**Written instruction:** Locate every line in the material below that contains the word "icon" and copy each of those lines. Case counts.

**Dataset entries:**
>>>

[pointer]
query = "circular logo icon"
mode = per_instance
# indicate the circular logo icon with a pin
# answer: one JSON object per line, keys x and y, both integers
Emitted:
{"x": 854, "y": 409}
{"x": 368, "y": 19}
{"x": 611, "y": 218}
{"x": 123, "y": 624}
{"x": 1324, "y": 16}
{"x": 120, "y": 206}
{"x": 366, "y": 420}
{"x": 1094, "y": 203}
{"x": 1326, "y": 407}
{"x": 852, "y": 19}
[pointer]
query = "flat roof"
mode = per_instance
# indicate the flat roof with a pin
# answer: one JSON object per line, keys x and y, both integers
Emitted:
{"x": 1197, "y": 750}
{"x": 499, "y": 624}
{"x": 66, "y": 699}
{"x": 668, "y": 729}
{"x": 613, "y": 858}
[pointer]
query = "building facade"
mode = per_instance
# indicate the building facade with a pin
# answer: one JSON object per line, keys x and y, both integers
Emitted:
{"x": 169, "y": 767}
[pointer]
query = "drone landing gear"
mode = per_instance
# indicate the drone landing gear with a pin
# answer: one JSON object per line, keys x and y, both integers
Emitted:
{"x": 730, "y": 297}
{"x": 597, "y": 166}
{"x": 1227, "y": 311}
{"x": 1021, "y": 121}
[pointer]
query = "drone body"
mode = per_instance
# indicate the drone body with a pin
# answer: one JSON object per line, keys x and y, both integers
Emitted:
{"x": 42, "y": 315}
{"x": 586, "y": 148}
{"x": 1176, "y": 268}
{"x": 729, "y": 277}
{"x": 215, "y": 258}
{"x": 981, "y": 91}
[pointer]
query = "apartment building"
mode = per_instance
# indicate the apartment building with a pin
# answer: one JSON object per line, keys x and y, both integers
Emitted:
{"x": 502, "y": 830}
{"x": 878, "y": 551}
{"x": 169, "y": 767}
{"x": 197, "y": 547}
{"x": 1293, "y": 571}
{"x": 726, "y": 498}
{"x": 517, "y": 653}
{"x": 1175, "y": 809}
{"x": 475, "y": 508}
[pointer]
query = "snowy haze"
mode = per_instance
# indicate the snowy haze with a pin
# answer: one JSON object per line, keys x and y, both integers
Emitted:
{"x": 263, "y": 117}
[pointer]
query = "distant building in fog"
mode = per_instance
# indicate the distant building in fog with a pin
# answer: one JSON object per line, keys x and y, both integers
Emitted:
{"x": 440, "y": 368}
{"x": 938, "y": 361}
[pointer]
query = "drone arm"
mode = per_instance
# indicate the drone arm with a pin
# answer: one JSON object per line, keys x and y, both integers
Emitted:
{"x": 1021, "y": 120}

<<<

**The answer:**
query = "circular logo icon"
# indicate the circular logo icon with a pin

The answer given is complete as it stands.